# What the task requires
Write out the data below word for word, omitting the pictures.

==*==

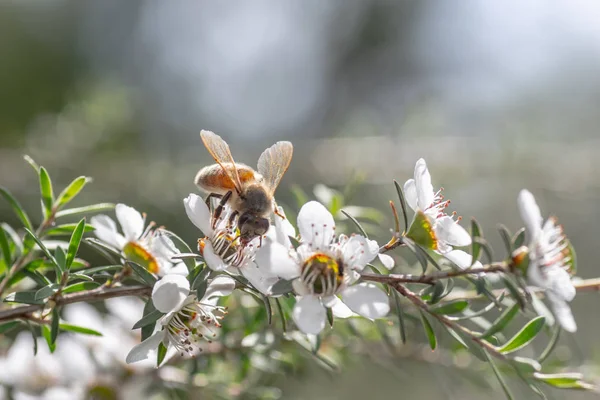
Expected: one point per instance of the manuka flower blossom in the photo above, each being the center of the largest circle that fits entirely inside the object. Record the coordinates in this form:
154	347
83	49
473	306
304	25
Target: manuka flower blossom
187	320
323	268
432	227
221	247
551	259
148	247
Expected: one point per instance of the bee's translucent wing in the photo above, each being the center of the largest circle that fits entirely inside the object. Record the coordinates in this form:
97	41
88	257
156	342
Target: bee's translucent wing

==*==

# Correct output
Expected: one point per instance of the manuka flower blossom in the photo above, each being the center of the largest circle that fits entirely inside the object. Record the coordinates in this form:
154	347
83	49
473	306
304	25
Target: manuka flower blossom
187	320
323	268
432	227
221	247
551	259
148	247
Expected: one point per instance of the bee's translucent wing in the photo above, each being the center of the largest circle that fits entirely inside the object. Record the coordinates in this form:
97	41
88	257
156	342
Target: bee's translucent wing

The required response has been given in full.